» Source text
- - -
Non-U.S. GAAP Adjusted net income improved to $0.4 million or $0.01 per diluted share for the quarter ended March 31, 2014, compared to a non-U.S. GAAP Adjusted net loss of $8.3 million or $0.18 loss per basic and diluted share for the period ended March 31, 2013. For the fiscal year ended March 31, 2014, the non-U.S. GAAP net loss from continuing operations was $18.8 million, or $0.42 loss per basic and diluted share compared to a net loss from continuing operations of $23.2 million, or $0.51 loss per basic and diluted share for the fiscal year ended March 31, 2013.
The net loss for the quarters ended March 31, 2014 and 2013 include various items affecting comparability as denoted in the U.S. GAAP to Non-U.S. GAAP reconciliation table included hereafter.
About KEMET
The Company's common stock is listed on the NYSE under the ticker symbol "KEM" (NYSE: KEM). At the Investor Relations section of our web site at http://www.kemet.com/IR, users may subscribe to KEMET news releases and find additional information about our Company. KEMET applies world class service and quality to deliver industry leading, high performance capacitance solutions to its customers around the world and offers the world's most complete line of surface mount and through hole capacitor technologies across tantalum, ceramic, film, aluminum, electrolytic, and paper dielectrics. Additional information about KEMET can be found at http://www.kemet.com.
QUIET PERIOD
Beginning July 1, 2014, we will observe a quiet period during which the information provided in this news release and annual report on Form 10-K will no longer constitute our current expectations. During the quiet period, this information should be considered to be historical, applying prior to the quiet period only and not subject to update by management. The quiet period will extend until the day when our next quarterly earnings release is published.
CAUTIONARY STATEMENT ON FORWARD-LOOKING STATEMENTS
Certain statements included herein contain forward-looking statements within the meaning of federal securities laws about the Company's financial condition and results of operations that are based on management's current expectations, estimates and projections about the markets, in which the Company operates, as well as management's beliefs and assumptions. Words such as "expects," "anticipates," "believes," "estimates," variations of such words and other similar expressions are intended to identify such forward-looking statements. These statements are not guarantees of future performance and involve certain risks, uncertainties and assumptions, which are difficult to predict. Therefore, actual outcomes and results may differ materially from what is expressed or forecasted in, or implied by, such forward-looking statements. Readers are cautioned not to place undue reliance on these forward-looking statements, which reflect management's judgment only as of the date hereof. The Company undertakes no obligation to update publicly any of these forward-looking statements to reflect new information, future events or otherwise.
- - -
[Excerpts from a pointing dataset]
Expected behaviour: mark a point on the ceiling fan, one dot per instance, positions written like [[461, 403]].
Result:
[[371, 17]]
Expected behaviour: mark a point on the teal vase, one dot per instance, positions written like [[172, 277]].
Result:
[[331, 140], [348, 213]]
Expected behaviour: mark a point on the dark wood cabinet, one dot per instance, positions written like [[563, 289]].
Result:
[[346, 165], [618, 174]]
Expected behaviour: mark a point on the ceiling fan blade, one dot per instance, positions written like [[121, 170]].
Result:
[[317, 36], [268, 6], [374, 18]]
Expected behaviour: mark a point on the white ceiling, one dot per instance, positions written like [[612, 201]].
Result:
- - -
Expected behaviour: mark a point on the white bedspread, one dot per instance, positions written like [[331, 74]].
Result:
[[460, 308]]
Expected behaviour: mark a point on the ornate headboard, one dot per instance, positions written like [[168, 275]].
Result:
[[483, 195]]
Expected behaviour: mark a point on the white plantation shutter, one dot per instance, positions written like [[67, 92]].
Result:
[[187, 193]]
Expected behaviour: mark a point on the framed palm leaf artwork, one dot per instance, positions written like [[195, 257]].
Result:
- - -
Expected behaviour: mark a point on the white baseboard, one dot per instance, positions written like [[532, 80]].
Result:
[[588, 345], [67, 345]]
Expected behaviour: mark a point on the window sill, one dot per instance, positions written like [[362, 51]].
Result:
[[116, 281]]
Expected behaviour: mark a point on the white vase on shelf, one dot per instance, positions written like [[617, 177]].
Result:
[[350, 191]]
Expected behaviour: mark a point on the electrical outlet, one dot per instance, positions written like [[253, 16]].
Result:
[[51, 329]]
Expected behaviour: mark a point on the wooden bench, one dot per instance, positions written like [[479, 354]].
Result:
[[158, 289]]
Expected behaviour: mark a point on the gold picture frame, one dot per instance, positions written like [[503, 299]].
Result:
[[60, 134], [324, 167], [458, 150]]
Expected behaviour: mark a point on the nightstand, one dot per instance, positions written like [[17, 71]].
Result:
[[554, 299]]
- - -
» Required actions
a – Answer these questions using the KEMET earnings release.
(i) Under what ticker symbol is the company's common stock listed on the NYSE?
(ii) On what date does the quiet period begin?
(iii) What was the non-U.S. GAAP Adjusted net income for the quarter ended March 31, 2014?
b – Rewrite the KEMET earnings release from "Non-U.S. GAAP Adjusted net income" to "year ended March 31, 2013.", replacing "fiscal year" with "financial year".
c – Continue the KEMET earnings release from the point where it stops.
The records are not needed for any of this work.

» Exercise responses
a –
(i) "KEM"
(ii) July 1, 2014
(iii) $0.4 million, or $0.01 per diluted share

b –
Non-U.S. GAAP Adjusted net income improved to $0.4 million or $0.01 per diluted share for the quarter ended March 31, 2014, compared to a non-U.S. GAAP Adjusted net loss of $8.3 million or $0.18 loss per basic and diluted share for the period ended March 31, 2013. For the financial year ended March 31, 2014, the non-U.S. GAAP net loss from continuing operations was $18.8 million, or $0.42 loss per basic and diluted share compared to a net loss from continuing operations of $23.2 million, or $0.51 loss per basic and diluted share for the financial year ended March 31, 2013.

c –
Factors that may cause actual outcome and results to differ materially from those expressed in, or implied by, these forward-looking statements include, but are not necessarily limited to the following: (i) adverse economic conditions could impact our ability to realize operating plans if the demand for our products declines, and such conditions could adversely affect our liquidity and ability to continue to operate; (ii) continued net losses could impact our ability to realize current operating plans and could materially adversely affect our liquidity and our ability to continue to operate; (iii) adverse economic conditions could cause the write down of long-lived assets or goodwill; (iv) an increase in the cost or a decrease in the availability of our principal or single-sourced purchased materials; (v) changes in the competitive environment; (vi) uncertainty of the timing of customer product qualifications in heavily regulated industries; (vii) economic, political, or regulatory changes in the countries in which we operate; (viii) difficulties, delays or unexpected costs in completing the restructuring plan; (ix) equity method investments expose us to a variety of risks; (x) acquisitions and other strategic transactions expose us to a variety of risks; (xi) inability to attract, train and retain effective employees and management; (xii) inability to develop innovative products to maintain customer relationships and offset potential price erosion in older products; (xiii) exposure to claims alleging product defects; (xiv) the impact of laws and regulations that apply to our business, including those relating to environmental matters; (xv) the impact of international laws relating to trade, export controls and foreign corrupt practices; (xvi) volatility of financial and credit markets affecting our access to capital; (xvii) the need to reduce the total costs of our products to remain competitive; (xviii) potential limitation on the use of net operating losses to offset possible future taxable income; (xix) restrictions in our debt agreements that limit our flexibility in operating our business; and (xx) additional exercise of the warrant by K Equity which could potentially result in the existence of a significant stockholder who could seek to influence our corporate decisions.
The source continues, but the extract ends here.